- _Instructions for the task_: Would you write out all the records again, exactly?

- _Data to use_:
=== Section Start ===

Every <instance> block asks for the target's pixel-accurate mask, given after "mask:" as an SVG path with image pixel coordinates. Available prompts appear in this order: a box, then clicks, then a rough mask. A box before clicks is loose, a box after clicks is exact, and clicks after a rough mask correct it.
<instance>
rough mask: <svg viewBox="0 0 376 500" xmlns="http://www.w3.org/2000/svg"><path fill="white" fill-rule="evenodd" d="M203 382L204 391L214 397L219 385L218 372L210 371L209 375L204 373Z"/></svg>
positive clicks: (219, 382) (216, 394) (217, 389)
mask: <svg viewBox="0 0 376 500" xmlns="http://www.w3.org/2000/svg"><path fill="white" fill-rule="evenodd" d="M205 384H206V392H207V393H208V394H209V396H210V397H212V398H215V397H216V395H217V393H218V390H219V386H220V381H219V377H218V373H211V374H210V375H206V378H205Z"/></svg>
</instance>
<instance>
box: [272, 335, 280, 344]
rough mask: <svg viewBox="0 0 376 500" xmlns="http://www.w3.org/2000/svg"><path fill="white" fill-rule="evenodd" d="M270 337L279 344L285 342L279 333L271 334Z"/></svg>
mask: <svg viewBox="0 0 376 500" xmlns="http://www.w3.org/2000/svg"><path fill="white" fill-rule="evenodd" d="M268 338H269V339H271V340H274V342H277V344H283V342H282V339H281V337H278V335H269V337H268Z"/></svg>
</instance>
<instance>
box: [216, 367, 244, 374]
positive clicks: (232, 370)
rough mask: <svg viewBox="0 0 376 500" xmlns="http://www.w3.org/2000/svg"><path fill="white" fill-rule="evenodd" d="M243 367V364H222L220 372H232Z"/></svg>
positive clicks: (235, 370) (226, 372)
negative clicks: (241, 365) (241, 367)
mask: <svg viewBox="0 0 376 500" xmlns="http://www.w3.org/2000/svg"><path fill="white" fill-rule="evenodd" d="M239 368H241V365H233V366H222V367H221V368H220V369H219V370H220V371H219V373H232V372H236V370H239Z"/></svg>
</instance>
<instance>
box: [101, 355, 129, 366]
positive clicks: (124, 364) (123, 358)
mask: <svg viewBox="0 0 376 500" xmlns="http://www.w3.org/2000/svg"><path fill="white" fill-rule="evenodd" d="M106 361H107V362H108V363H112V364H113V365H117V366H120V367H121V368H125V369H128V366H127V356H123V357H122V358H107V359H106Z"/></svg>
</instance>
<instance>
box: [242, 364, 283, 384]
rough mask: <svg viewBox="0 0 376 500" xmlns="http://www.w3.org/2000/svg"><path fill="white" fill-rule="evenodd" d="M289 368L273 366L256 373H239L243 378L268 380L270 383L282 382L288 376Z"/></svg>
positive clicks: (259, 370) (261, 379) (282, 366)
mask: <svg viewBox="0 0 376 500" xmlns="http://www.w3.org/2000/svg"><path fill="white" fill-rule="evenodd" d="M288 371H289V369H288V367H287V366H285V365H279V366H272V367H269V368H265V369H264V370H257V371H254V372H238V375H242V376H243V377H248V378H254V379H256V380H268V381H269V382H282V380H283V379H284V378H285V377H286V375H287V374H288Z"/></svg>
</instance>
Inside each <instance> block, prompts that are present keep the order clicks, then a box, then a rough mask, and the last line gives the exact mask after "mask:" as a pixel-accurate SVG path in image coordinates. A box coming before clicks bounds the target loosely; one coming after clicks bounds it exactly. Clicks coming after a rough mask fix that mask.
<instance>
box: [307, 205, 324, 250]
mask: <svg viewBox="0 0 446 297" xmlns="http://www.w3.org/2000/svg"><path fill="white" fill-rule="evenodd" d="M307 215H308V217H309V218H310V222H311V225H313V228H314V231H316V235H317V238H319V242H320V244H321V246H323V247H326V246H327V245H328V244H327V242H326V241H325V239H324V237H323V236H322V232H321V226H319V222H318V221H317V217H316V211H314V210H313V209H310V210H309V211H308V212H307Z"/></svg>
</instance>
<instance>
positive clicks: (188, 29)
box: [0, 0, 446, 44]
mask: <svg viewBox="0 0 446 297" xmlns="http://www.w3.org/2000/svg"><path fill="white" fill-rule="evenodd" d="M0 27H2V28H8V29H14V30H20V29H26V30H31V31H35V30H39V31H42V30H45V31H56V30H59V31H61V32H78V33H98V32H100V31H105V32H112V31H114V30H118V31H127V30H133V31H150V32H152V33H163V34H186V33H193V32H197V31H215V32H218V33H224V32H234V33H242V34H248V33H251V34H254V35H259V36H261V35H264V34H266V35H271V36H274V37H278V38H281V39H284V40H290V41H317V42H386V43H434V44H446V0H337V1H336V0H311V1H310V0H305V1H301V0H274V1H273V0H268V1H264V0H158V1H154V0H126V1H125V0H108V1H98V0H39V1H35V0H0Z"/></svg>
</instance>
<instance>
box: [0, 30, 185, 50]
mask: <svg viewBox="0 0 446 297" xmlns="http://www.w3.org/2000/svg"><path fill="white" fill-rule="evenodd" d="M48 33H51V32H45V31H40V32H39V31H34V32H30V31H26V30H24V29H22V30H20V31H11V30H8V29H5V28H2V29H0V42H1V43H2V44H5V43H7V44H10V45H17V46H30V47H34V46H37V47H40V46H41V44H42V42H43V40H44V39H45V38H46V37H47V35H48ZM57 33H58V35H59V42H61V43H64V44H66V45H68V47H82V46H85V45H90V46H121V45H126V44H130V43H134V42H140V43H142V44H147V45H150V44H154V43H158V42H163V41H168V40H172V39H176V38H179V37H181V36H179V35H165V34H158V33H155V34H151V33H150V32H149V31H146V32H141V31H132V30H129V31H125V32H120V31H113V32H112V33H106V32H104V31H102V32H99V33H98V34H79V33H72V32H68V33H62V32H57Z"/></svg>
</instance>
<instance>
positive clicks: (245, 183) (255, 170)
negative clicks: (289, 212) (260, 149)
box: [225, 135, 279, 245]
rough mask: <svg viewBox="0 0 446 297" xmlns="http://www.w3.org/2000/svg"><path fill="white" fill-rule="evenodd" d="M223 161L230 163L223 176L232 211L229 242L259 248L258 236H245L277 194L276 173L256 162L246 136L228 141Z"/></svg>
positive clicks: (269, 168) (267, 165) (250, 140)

=== Section End ===

- _Answer_:
Every <instance> block asks for the target's pixel-accurate mask, given after "mask:" as an SVG path with image pixel coordinates. Available prompts appear in this order: a box, then clicks, then a rough mask. A box before clicks is loose, a box after clicks is exact, and clicks after a rough mask correct it.
<instance>
rough mask: <svg viewBox="0 0 376 500" xmlns="http://www.w3.org/2000/svg"><path fill="white" fill-rule="evenodd" d="M203 382L204 391L214 397L219 385L218 372L210 371L209 375L204 373Z"/></svg>
positive clicks: (219, 382) (216, 394) (217, 389)
mask: <svg viewBox="0 0 376 500" xmlns="http://www.w3.org/2000/svg"><path fill="white" fill-rule="evenodd" d="M205 384H206V392H207V393H208V394H209V396H210V397H212V398H215V397H216V395H217V393H218V390H219V386H220V381H219V377H218V373H211V374H210V375H206V378H205Z"/></svg>
</instance>
<instance>
box: [272, 335, 280, 344]
rough mask: <svg viewBox="0 0 376 500" xmlns="http://www.w3.org/2000/svg"><path fill="white" fill-rule="evenodd" d="M270 337L279 344L285 342L279 333L271 334Z"/></svg>
mask: <svg viewBox="0 0 376 500" xmlns="http://www.w3.org/2000/svg"><path fill="white" fill-rule="evenodd" d="M268 338H269V339H271V340H274V342H277V344H283V342H282V339H281V337H278V335H269V337H268Z"/></svg>
</instance>
<instance>
box: [216, 367, 244, 374]
positive clicks: (232, 370)
rough mask: <svg viewBox="0 0 376 500" xmlns="http://www.w3.org/2000/svg"><path fill="white" fill-rule="evenodd" d="M243 367V364H222L220 372H232Z"/></svg>
positive clicks: (235, 370) (226, 372)
negative clicks: (241, 365) (241, 367)
mask: <svg viewBox="0 0 376 500" xmlns="http://www.w3.org/2000/svg"><path fill="white" fill-rule="evenodd" d="M239 368H241V365H233V366H222V367H221V368H220V369H219V370H220V371H219V373H232V372H236V370H239Z"/></svg>
</instance>
<instance>
box: [101, 355, 129, 366]
positive clicks: (124, 364) (123, 358)
mask: <svg viewBox="0 0 376 500" xmlns="http://www.w3.org/2000/svg"><path fill="white" fill-rule="evenodd" d="M106 361H107V362H108V363H112V364H113V365H117V366H120V367H121V368H125V369H128V366H127V356H123V357H122V358H107V359H106Z"/></svg>
</instance>
<instance>
box: [242, 364, 283, 384]
rough mask: <svg viewBox="0 0 376 500" xmlns="http://www.w3.org/2000/svg"><path fill="white" fill-rule="evenodd" d="M289 368L273 366L256 373H239L243 378L268 380L270 383L282 382L288 376Z"/></svg>
positive clicks: (259, 370) (261, 379) (282, 366)
mask: <svg viewBox="0 0 376 500" xmlns="http://www.w3.org/2000/svg"><path fill="white" fill-rule="evenodd" d="M288 371H289V369H288V367H287V366H285V365H279V366H272V367H269V368H265V369H264V370H257V371H254V372H238V375H242V376H243V377H248V378H254V379H256V380H268V381H269V382H282V380H283V379H284V378H285V377H286V375H287V374H288Z"/></svg>
</instance>
Inside each <instance> block, prompts that are present keep the order clicks, then a box, then a rough mask, and the last line gives the exact mask after "mask:" as a pixel-accurate SVG path in image coordinates. A box coming before clicks bounds the target loosely; one coming after clicks bounds it exactly. Clicks coming after a rough mask fix that mask.
<instance>
box: [307, 205, 324, 250]
mask: <svg viewBox="0 0 446 297" xmlns="http://www.w3.org/2000/svg"><path fill="white" fill-rule="evenodd" d="M307 215H308V217H309V218H310V222H311V225H313V228H314V231H316V235H317V238H319V242H320V244H321V246H323V247H326V246H327V245H328V244H327V242H326V241H325V239H324V237H323V236H322V232H321V226H319V222H318V221H317V217H316V211H314V210H313V209H310V210H309V211H308V212H307Z"/></svg>
</instance>
<instance>
positive clicks: (188, 29)
box: [0, 0, 446, 44]
mask: <svg viewBox="0 0 446 297" xmlns="http://www.w3.org/2000/svg"><path fill="white" fill-rule="evenodd" d="M0 27H2V28H8V29H14V30H20V29H26V30H31V31H35V30H39V31H42V30H45V31H56V30H59V31H61V32H78V33H98V32H100V31H105V32H112V31H114V30H118V31H127V30H133V31H150V32H152V33H163V34H186V33H193V32H197V31H215V32H218V33H224V32H234V33H242V34H248V33H251V34H254V35H259V36H261V35H264V34H266V35H271V36H274V37H278V38H281V39H284V40H290V41H317V42H386V43H434V44H446V0H337V1H336V0H311V1H310V0H305V1H301V0H274V1H273V0H268V1H264V0H158V1H154V0H126V1H125V0H108V1H98V0H39V1H35V0H0Z"/></svg>
</instance>
<instance>
box: [0, 30, 185, 50]
mask: <svg viewBox="0 0 446 297" xmlns="http://www.w3.org/2000/svg"><path fill="white" fill-rule="evenodd" d="M48 33H51V32H45V31H40V32H39V31H34V32H30V31H26V30H24V29H22V30H20V31H11V30H8V29H5V28H2V29H0V42H1V43H2V44H5V43H7V44H10V45H17V46H30V47H34V46H37V47H40V46H41V44H42V42H43V40H44V39H45V38H46V37H47V35H48ZM57 33H58V35H59V42H61V43H64V44H66V45H68V47H82V46H85V45H90V46H121V45H126V44H130V43H134V42H140V43H142V44H147V45H150V44H154V43H158V42H163V41H168V40H172V39H176V38H179V37H181V36H179V35H165V34H158V33H155V34H151V33H150V32H149V31H146V32H141V31H132V30H129V31H125V32H120V31H113V32H112V33H106V32H104V31H102V32H99V33H98V34H79V33H72V32H68V33H62V32H57Z"/></svg>
</instance>
<instance>
positive clicks: (245, 183) (255, 170)
negative clicks: (289, 212) (260, 149)
box: [225, 135, 279, 245]
rough mask: <svg viewBox="0 0 446 297" xmlns="http://www.w3.org/2000/svg"><path fill="white" fill-rule="evenodd" d="M223 161L230 163L223 176L232 211L229 242L259 248L258 236H245L277 194L276 173L256 162L246 136L228 141Z"/></svg>
positive clicks: (269, 168) (267, 165) (250, 140)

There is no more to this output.